◆ DESCRIPTION OF THE TASK ◆
Show each line below that contains the string "item", copied in full. Treat the match as case-sensitive.

——————————

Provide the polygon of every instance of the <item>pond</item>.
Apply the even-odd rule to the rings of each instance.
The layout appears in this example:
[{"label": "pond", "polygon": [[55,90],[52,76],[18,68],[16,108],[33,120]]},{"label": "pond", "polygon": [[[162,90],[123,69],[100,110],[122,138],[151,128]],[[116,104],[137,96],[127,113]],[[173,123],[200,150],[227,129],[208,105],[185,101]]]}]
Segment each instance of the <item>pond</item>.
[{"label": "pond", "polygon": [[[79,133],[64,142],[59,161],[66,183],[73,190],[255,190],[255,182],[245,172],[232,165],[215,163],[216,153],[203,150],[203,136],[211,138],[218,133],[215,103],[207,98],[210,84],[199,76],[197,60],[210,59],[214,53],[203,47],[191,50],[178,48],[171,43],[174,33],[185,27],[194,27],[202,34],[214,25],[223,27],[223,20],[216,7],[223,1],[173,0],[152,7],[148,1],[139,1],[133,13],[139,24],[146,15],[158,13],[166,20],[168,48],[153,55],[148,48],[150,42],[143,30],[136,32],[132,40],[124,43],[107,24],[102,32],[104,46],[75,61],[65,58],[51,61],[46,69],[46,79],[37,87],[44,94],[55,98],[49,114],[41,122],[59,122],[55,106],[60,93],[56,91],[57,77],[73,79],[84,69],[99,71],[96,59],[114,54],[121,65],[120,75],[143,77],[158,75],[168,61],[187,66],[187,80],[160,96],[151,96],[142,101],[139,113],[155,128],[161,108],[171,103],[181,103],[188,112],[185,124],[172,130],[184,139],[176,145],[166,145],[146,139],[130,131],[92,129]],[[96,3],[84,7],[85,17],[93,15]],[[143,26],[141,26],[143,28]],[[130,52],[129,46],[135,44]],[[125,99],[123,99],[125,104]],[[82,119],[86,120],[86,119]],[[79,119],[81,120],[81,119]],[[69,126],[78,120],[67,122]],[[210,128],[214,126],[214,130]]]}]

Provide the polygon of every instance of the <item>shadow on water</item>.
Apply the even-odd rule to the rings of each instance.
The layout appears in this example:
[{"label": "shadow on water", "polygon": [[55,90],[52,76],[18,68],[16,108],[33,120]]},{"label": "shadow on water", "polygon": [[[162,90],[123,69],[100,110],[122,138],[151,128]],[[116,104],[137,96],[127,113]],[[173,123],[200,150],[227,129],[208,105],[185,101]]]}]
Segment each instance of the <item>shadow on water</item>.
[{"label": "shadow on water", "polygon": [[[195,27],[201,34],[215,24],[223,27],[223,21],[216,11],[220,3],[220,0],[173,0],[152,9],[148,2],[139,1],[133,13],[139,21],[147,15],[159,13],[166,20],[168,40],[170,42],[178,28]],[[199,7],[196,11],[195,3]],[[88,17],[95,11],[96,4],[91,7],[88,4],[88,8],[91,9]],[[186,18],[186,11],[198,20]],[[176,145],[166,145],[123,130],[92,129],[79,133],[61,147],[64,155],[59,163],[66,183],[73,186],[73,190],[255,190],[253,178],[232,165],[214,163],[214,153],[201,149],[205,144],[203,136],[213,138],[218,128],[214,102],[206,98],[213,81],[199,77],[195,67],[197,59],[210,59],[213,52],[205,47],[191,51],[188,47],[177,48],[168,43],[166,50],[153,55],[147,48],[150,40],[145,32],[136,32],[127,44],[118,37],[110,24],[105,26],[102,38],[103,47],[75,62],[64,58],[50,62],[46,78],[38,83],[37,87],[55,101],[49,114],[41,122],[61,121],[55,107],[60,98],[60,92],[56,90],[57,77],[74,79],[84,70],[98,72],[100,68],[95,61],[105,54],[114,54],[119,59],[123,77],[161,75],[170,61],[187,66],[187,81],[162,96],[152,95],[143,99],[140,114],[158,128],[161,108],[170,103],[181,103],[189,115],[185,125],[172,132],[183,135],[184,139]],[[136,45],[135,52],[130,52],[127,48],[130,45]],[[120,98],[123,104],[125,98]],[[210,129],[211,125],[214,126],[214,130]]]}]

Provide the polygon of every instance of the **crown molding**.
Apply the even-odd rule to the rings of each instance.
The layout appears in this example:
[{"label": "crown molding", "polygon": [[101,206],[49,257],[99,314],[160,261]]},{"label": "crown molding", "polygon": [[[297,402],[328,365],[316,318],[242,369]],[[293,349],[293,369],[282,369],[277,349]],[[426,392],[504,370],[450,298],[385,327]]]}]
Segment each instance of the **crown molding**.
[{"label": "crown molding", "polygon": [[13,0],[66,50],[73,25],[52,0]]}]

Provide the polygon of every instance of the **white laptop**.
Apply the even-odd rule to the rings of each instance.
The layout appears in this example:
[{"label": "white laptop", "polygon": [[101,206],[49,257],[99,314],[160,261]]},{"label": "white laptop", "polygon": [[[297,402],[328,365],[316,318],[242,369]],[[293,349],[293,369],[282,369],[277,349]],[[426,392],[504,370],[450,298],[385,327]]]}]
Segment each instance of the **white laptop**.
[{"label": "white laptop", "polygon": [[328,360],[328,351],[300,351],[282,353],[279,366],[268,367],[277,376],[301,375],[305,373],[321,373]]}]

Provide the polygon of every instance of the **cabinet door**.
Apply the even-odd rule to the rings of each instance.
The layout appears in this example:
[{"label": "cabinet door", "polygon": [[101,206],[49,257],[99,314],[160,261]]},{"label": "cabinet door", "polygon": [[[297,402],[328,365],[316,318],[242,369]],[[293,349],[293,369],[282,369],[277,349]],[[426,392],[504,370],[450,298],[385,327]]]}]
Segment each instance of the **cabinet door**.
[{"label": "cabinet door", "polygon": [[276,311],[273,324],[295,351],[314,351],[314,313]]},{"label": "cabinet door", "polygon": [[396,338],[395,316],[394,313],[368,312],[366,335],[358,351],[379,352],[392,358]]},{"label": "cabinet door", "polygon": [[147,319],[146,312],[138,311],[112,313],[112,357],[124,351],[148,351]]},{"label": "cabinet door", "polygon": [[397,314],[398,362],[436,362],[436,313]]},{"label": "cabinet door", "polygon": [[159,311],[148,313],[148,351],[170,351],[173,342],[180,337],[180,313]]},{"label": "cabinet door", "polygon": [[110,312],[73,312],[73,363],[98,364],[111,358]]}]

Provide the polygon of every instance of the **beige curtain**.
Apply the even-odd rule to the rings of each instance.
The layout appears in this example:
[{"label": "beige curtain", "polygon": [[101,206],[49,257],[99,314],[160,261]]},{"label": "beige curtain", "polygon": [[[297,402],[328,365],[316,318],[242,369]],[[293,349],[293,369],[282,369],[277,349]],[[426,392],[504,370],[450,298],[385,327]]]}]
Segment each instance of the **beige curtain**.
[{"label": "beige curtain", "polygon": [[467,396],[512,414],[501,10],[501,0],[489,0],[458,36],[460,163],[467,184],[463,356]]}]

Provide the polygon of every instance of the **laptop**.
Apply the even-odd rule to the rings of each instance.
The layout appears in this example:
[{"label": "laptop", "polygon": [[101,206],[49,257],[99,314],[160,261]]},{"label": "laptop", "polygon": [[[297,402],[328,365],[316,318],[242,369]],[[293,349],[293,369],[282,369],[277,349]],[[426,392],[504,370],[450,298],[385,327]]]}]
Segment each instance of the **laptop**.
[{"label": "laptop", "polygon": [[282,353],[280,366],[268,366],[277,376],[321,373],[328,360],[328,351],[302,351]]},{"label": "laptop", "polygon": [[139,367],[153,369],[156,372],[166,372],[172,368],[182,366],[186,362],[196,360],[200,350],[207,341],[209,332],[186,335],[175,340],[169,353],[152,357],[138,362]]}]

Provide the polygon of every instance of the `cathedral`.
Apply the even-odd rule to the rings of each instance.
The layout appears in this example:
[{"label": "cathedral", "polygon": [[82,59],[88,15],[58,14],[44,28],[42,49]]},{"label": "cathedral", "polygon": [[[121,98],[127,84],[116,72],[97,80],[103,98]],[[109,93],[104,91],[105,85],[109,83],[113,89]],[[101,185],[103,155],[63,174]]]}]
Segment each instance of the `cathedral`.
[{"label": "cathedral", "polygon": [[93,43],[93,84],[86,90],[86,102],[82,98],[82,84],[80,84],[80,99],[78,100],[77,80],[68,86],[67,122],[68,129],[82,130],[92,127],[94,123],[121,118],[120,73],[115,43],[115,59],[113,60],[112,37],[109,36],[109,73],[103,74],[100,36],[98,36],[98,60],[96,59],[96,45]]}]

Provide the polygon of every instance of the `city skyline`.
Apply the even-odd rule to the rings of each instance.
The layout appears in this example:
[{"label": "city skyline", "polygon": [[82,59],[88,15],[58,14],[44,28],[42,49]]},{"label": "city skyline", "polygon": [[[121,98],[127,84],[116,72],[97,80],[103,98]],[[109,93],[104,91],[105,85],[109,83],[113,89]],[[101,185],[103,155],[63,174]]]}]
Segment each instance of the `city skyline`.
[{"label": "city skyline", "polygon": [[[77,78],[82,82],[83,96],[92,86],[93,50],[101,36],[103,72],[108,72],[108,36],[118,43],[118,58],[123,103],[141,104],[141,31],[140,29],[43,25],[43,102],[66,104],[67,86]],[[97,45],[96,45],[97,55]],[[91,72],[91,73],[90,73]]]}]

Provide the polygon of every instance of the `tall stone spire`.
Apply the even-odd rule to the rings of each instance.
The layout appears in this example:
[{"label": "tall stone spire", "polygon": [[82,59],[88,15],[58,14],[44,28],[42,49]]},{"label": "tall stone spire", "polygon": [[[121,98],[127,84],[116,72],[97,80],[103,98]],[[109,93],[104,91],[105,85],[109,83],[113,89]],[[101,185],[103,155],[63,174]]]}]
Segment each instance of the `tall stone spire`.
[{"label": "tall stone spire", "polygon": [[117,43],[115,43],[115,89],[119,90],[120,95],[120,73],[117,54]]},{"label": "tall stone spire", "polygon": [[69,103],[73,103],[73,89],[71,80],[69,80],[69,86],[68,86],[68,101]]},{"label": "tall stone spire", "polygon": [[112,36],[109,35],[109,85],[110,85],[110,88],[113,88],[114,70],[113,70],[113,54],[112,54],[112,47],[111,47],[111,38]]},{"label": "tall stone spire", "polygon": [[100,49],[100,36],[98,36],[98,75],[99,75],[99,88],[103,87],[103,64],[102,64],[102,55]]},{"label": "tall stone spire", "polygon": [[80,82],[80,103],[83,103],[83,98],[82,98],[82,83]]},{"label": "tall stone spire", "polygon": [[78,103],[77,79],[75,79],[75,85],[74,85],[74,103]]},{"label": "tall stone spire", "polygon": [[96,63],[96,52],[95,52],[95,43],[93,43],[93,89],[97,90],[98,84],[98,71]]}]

——————————

◆ THE COMPLETED TASK ◆
Provide the polygon of every instance of the <item>pond</item>.
Segment each instance of the <item>pond</item>.
Provide the polygon of every instance of the <item>shadow on water</item>.
Segment each instance of the <item>shadow on water</item>.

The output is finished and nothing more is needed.